Dataset rows on where objects appear
——————————

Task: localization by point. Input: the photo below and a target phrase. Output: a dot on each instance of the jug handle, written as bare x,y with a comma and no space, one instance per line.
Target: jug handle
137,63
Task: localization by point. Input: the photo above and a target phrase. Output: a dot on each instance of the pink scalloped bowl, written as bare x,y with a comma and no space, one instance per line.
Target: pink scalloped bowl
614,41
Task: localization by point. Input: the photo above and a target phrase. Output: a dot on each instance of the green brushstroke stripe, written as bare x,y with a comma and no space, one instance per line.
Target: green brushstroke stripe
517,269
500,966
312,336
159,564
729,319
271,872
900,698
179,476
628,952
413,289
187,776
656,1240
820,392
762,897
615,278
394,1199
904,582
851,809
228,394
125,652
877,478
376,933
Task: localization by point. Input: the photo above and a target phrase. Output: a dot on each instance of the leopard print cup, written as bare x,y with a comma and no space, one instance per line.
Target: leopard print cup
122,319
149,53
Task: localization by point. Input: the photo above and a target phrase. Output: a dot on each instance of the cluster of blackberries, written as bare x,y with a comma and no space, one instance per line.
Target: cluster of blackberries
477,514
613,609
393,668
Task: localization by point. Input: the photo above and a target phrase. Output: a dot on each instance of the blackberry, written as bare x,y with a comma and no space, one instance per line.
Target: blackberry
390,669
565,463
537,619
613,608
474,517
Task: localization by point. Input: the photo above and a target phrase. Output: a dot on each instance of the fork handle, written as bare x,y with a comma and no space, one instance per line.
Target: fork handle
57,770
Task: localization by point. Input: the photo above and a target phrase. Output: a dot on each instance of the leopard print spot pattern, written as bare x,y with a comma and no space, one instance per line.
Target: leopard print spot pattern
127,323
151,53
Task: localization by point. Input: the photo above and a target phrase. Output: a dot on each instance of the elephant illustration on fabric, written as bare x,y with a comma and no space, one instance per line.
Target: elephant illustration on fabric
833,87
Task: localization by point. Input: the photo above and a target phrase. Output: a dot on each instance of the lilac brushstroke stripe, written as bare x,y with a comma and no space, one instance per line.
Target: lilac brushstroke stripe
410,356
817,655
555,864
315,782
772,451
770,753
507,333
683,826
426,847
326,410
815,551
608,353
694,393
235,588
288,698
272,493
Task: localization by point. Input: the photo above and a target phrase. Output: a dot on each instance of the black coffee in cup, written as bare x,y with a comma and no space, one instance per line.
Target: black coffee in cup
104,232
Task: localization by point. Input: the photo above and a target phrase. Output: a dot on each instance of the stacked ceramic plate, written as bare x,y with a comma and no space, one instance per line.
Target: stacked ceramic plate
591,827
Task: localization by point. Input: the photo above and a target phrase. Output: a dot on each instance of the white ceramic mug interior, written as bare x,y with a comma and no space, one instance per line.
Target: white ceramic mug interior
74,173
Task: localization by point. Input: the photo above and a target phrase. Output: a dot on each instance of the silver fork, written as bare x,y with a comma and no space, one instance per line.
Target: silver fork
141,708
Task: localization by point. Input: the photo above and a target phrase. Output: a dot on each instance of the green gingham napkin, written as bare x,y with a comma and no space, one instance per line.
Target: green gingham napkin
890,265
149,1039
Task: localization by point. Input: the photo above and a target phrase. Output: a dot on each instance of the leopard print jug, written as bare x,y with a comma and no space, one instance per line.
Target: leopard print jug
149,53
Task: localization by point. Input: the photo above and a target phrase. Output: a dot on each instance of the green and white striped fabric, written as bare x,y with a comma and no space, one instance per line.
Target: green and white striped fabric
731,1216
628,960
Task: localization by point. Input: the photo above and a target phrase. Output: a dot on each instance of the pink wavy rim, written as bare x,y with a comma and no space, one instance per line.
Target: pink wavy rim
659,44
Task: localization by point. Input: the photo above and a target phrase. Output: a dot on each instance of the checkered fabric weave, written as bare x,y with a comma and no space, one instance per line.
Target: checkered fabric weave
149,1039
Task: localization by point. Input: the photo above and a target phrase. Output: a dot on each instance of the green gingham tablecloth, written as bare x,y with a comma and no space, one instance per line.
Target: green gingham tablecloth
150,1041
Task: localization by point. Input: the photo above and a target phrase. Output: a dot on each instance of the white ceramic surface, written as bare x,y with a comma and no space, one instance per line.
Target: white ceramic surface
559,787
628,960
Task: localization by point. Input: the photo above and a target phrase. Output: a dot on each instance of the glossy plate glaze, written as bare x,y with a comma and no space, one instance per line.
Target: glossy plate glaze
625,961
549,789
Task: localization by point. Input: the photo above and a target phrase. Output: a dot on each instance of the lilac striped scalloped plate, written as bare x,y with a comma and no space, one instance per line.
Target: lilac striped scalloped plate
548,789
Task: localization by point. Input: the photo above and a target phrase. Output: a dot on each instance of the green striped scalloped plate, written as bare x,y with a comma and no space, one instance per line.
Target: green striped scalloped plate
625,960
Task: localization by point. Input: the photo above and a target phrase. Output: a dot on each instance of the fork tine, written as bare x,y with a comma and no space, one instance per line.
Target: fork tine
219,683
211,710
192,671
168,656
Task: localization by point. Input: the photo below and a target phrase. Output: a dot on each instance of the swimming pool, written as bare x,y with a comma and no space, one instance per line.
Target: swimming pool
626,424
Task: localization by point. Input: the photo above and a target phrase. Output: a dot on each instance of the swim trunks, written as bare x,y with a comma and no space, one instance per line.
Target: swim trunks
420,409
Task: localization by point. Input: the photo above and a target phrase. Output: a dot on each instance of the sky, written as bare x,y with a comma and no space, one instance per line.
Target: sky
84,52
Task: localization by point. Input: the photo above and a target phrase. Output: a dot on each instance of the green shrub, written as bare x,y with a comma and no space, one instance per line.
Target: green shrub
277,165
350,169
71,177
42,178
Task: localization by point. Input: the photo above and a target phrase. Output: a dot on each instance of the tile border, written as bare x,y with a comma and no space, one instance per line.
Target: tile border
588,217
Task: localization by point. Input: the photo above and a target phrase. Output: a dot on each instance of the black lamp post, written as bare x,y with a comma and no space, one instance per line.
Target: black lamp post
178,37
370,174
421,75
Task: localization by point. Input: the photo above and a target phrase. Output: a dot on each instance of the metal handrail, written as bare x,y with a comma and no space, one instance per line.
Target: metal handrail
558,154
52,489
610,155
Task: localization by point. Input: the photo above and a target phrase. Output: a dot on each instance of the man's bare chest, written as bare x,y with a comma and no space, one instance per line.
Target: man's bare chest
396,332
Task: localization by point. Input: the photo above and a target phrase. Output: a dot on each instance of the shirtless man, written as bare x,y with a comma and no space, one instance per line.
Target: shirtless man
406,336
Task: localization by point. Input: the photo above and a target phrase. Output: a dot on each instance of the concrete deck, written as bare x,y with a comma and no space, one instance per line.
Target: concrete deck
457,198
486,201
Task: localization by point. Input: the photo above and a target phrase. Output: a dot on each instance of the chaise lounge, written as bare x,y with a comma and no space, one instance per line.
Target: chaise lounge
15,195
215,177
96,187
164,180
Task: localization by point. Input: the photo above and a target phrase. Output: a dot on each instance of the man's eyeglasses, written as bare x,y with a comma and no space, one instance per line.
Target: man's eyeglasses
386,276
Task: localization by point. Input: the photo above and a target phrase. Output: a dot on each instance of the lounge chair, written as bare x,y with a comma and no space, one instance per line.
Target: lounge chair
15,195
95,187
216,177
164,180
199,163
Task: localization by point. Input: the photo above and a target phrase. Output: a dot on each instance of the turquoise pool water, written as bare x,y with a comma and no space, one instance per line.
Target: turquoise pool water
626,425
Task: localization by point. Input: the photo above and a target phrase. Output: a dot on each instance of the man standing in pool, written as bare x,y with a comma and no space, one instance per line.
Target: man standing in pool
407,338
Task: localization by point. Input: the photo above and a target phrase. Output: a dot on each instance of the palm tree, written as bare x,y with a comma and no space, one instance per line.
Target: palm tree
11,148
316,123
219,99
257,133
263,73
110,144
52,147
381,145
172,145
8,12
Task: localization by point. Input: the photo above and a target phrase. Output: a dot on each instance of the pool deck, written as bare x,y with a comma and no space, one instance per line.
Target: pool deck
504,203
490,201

——————————

• [Set problem]: Write out only what runs from the line holding "of the turquoise" through the last line of the records, exactly as shown.

• [Full response]:
Task: localization by point. Input: the photo above and a target phrase. Output: a dot on each instance of the turquoise pool water, written as bare x,y with a comma and no space, one instance per line.
Target: turquoise pool water
626,425
Task: localization by point. Input: the photo above and a target phrase. Output: a dot on each instance of the man standing in pool, written as bare x,y with a comma and no space, one instance per line.
Target: man standing in pool
407,338
Task: localization by point. Input: the photo above and a target phrase. Output: a dot on each instance of the palm tree, written as bare x,y with a comma and no space, one instance per line.
Target: palm tree
11,148
316,123
219,99
257,133
263,73
110,144
52,147
381,145
172,145
8,12
Task: localization by point. Input: the photo above and a target phrase. Output: a dot on each instance of the pool deck, written as bare x,y with a comma and no space, one instance per line.
Target: pool deck
504,203
490,201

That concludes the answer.